Material for this exercise:
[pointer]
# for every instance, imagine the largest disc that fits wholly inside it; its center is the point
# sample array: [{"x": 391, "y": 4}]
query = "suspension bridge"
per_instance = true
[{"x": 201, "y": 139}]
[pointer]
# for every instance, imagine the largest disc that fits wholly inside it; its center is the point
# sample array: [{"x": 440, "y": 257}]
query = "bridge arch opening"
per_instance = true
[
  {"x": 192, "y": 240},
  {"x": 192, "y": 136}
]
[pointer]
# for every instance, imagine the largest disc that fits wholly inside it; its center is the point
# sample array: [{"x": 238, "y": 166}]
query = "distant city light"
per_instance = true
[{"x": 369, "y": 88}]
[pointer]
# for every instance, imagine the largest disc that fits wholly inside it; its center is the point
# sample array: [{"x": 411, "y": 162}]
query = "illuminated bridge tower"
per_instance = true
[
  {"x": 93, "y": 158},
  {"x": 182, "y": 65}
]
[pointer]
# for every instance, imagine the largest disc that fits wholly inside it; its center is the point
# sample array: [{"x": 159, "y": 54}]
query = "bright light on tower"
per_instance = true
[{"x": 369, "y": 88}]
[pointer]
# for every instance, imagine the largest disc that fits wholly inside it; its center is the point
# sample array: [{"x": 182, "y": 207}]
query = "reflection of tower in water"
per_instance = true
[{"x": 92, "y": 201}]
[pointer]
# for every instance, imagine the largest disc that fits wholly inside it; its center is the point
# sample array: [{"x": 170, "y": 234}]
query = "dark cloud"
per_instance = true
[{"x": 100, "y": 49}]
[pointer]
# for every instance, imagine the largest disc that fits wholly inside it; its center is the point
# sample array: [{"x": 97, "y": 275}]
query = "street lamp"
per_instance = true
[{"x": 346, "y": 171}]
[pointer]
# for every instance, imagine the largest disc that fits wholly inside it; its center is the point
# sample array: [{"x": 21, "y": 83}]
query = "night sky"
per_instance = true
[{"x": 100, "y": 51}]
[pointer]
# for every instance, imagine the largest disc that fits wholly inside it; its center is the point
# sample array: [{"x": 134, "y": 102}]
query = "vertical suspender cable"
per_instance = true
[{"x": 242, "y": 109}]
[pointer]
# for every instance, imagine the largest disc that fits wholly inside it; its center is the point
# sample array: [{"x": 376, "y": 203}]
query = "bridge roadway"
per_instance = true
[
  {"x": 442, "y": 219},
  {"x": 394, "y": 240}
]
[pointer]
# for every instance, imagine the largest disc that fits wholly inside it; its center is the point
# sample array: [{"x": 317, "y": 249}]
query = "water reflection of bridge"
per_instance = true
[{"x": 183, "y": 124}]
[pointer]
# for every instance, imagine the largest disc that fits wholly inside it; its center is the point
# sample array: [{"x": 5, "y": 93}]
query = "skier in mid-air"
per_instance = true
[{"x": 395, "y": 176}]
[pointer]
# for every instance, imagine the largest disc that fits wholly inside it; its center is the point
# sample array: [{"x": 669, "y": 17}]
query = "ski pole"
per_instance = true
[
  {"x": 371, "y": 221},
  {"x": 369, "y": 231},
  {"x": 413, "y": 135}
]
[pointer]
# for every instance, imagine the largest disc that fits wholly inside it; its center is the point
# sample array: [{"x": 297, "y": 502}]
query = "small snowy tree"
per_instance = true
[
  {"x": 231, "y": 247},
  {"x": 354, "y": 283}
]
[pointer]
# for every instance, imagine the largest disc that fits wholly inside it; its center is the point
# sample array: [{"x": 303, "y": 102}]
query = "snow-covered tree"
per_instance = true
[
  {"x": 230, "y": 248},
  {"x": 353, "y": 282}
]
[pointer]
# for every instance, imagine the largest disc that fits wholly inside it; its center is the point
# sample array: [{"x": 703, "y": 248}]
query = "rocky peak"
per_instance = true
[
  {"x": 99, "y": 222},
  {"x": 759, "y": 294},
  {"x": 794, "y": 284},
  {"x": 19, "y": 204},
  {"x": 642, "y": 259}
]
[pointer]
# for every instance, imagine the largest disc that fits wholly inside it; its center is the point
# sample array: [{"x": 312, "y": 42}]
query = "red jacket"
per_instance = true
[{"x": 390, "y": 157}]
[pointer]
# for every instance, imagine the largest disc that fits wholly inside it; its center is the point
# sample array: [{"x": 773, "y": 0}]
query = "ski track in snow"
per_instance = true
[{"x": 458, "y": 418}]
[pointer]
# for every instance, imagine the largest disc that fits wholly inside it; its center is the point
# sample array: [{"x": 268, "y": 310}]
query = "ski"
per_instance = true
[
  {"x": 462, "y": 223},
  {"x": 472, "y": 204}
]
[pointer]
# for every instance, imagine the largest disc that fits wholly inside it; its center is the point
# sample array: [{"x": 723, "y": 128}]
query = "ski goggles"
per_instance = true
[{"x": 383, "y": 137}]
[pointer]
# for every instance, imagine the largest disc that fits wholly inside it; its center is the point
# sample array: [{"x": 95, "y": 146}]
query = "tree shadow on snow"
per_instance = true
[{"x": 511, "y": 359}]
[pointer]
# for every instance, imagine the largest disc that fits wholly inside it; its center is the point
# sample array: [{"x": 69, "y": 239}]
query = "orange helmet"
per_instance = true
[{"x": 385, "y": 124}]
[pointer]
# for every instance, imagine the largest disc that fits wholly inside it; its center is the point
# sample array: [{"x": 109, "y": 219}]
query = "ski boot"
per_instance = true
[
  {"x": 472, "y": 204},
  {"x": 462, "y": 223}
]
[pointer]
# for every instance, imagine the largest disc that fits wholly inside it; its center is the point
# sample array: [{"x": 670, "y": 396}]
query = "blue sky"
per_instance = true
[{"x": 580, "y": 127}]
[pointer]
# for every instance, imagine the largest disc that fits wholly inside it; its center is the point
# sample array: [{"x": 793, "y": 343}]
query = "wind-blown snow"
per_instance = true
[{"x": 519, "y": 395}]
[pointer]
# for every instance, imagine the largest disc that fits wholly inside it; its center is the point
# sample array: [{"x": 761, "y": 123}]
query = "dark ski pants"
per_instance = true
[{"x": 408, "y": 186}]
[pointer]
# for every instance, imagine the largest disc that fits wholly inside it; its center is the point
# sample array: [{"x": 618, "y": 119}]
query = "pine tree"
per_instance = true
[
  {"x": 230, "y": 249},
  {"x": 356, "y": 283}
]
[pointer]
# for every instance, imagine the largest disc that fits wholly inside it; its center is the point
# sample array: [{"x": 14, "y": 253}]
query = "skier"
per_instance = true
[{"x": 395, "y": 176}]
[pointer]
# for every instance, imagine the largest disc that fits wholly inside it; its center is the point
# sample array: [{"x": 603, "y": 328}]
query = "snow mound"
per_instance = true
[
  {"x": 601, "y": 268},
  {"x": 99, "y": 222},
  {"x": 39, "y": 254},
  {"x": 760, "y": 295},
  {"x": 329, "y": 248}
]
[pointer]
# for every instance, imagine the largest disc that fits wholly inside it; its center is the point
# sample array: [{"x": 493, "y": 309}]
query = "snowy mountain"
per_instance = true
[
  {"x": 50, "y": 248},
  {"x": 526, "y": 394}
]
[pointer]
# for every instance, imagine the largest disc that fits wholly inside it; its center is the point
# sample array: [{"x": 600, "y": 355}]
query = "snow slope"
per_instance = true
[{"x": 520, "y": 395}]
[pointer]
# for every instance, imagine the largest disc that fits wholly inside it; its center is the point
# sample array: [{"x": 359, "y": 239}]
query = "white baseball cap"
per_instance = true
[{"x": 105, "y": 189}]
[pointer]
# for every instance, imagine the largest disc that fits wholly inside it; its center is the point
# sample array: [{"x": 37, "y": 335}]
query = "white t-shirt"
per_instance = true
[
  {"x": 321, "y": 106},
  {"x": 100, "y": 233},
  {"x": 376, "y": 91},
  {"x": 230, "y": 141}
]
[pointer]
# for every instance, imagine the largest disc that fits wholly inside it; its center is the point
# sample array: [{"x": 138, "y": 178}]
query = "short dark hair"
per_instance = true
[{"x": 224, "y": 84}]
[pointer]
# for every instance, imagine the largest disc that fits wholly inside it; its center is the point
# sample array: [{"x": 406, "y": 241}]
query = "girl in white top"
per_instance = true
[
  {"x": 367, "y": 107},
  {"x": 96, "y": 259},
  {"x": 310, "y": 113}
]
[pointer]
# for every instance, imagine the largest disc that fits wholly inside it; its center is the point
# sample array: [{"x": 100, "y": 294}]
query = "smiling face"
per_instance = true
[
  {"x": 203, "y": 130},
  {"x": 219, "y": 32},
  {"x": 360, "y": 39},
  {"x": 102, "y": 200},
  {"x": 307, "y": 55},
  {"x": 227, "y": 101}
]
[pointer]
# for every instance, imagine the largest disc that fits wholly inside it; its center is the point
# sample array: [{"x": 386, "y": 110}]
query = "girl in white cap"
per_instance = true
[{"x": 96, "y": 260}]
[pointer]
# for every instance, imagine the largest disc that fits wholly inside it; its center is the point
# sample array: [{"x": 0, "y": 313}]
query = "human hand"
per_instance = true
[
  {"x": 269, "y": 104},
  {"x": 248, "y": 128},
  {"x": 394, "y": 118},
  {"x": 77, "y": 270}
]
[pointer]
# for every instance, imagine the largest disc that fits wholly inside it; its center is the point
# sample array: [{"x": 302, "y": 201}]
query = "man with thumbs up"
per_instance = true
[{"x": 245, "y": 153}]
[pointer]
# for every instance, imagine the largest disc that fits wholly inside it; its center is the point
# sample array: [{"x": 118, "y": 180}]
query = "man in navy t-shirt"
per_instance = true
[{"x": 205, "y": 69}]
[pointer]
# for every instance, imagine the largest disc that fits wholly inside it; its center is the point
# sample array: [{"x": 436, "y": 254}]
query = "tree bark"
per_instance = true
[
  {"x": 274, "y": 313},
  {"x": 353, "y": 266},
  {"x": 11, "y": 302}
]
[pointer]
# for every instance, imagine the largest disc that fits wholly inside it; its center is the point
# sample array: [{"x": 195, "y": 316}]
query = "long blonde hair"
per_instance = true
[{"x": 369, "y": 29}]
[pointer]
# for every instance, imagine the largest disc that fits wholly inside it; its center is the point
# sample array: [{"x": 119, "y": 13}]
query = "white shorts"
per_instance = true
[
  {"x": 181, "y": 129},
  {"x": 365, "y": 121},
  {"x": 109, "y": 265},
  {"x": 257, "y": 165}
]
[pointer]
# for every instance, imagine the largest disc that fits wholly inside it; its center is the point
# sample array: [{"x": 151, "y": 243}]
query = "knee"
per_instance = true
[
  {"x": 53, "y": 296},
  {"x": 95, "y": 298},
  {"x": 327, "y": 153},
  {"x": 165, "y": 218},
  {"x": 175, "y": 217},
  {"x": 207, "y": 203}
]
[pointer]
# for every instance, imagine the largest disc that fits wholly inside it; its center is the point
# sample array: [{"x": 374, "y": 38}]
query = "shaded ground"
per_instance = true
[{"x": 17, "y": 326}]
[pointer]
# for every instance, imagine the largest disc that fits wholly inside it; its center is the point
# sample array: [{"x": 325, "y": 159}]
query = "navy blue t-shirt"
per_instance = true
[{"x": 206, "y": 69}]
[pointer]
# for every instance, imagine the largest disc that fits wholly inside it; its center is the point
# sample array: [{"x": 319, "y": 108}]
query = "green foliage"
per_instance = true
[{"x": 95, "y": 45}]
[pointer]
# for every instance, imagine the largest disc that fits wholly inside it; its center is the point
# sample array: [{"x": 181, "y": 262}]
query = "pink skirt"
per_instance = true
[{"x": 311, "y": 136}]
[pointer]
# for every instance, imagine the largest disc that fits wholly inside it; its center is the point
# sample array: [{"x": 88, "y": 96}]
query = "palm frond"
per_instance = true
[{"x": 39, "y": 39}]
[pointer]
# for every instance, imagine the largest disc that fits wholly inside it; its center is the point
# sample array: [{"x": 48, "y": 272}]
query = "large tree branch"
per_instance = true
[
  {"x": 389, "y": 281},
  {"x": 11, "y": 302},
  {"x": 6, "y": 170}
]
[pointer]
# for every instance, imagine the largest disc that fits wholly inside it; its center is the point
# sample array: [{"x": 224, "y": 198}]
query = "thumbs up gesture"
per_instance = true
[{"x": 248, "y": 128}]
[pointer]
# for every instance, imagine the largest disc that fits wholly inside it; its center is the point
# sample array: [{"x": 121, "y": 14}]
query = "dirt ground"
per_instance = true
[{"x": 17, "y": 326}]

Exercise instructions: Give only the number of lines in the listing above that contain the word "girl", where case counts.

The completed task: 2